*Given exercise 1*
Copy the passage from the siding forum thread that begins with the words containing "My house is" and ends with "House Repair Talk.", keeping every word unchanged.
*Given exercise 2*
In the siding forum thread, what does the reply say asbestos removal requires?

*Page text*
====

# Getting new siding. Place over existing Asbestos Shingles?



## hockeynut (Jun 27, 2010)

Greetings! Brand new to this forum.

My house is over 25 years old and I am looking to have new siding put on my house. I had Amazing Siding come out and give me an estimate and they said they would not tear down the original asbestos siding. They would simply place over it. They said it would be to costly to have it removed. I have some concerns in regards to that.

Wouldn't nailing through the existing shingles cause them to shatter? I think of asbestos being very brittle. Also, how would they know where the studs are when nailing in the new siding? 

These are questions I think about asking after they leave.


----------



## oldognewtrick (Jun 27, 2010)

Hockey Nut, welcome to House Repair Talk.

This is a great question, if it were my house I'd find an installer that is qualified to remove the existing siding and install new. Why? you said it, the hard surface siding will crack underneath. IMO you will get a better install if you start fresh from the substrate. Asbestos removal requires a little extra effort, air quality testing, and wrapping of the old material in plastic and proper disposal at a approved landfill. We usually do a couple of asbestos shingle re-roofs each year, it's really not that much of a problem. We have never spiked the meter on the testing box. You create problems when you make dust and have airborne asbestos particles.

====

*Information supplied*
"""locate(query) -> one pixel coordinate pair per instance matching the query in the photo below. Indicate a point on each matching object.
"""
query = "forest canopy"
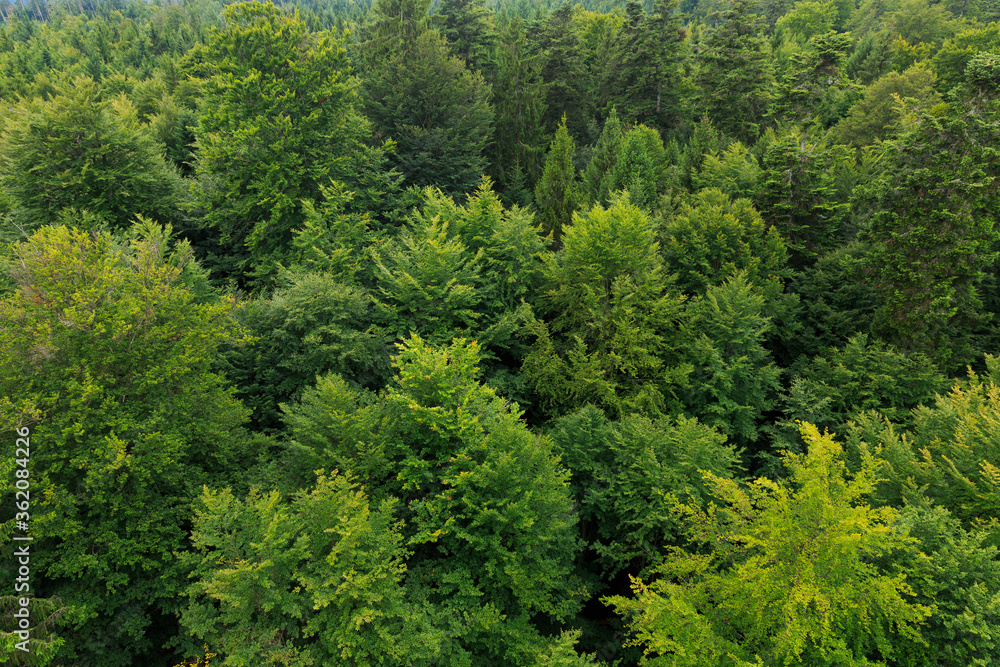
(500, 332)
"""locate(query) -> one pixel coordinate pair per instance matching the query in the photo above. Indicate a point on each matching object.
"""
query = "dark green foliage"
(312, 325)
(860, 376)
(488, 513)
(106, 349)
(78, 151)
(642, 73)
(933, 235)
(735, 72)
(799, 195)
(426, 100)
(279, 121)
(712, 239)
(518, 150)
(734, 381)
(612, 324)
(958, 576)
(470, 30)
(877, 115)
(627, 475)
(557, 195)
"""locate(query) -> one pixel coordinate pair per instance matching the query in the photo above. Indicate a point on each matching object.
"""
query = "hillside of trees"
(451, 333)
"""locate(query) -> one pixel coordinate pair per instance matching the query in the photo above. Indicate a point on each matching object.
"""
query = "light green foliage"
(434, 108)
(313, 581)
(952, 450)
(312, 324)
(958, 575)
(627, 475)
(78, 150)
(734, 381)
(556, 194)
(953, 57)
(933, 234)
(879, 113)
(713, 238)
(105, 343)
(612, 327)
(799, 194)
(279, 121)
(735, 72)
(780, 574)
(808, 19)
(736, 172)
(488, 512)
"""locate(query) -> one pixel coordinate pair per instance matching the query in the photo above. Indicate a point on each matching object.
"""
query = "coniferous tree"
(735, 72)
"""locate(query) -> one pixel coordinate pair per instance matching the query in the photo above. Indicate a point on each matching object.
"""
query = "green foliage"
(77, 150)
(106, 344)
(958, 576)
(799, 194)
(627, 475)
(488, 513)
(734, 381)
(519, 99)
(613, 318)
(432, 106)
(780, 574)
(556, 194)
(736, 172)
(642, 73)
(279, 121)
(933, 234)
(860, 376)
(735, 72)
(313, 581)
(313, 324)
(713, 238)
(877, 116)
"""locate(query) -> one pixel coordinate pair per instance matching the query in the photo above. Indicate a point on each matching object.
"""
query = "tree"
(470, 30)
(77, 150)
(487, 512)
(626, 475)
(105, 344)
(314, 580)
(781, 574)
(878, 114)
(556, 194)
(519, 99)
(714, 238)
(613, 330)
(799, 195)
(734, 381)
(279, 122)
(934, 232)
(642, 76)
(427, 101)
(735, 75)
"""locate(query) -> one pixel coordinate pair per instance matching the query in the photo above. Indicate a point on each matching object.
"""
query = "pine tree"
(735, 72)
(556, 194)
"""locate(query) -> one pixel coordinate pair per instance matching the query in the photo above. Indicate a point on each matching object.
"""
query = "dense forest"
(507, 333)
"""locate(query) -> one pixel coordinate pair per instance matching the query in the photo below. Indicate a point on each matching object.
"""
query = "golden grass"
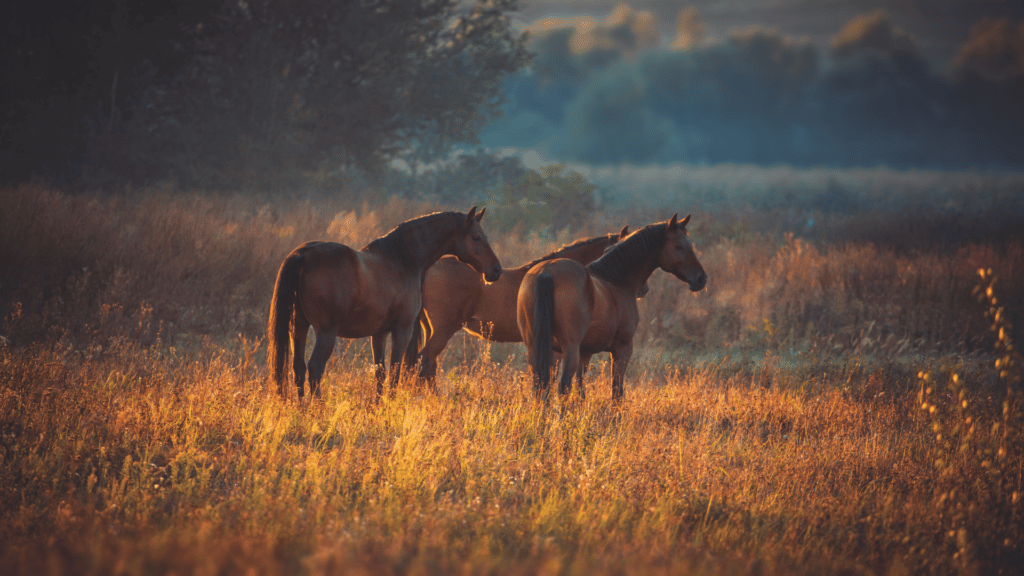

====

*Finished answer 1*
My house is over 25 years old and I am looking to have new siding put on my house. I had Amazing Siding come out and give me an estimate and they said they would not tear down the original asbestos siding. They would simply place over it. They said it would be to costly to have it removed. I have some concerns in regards to that.

Wouldn't nailing through the existing shingles cause them to shatter? I think of asbestos being very brittle. Also, how would they know where the studs are when nailing in the new siding? 

These are questions I think about asking after they leave.


----------



## oldognewtrick (Jun 27, 2010)

Hockey Nut, welcome to House Repair Talk.

*Finished answer 2*
It requires a little extra effort, air quality testing, wrapping the old material in plastic, and proper disposal at an approved landfill.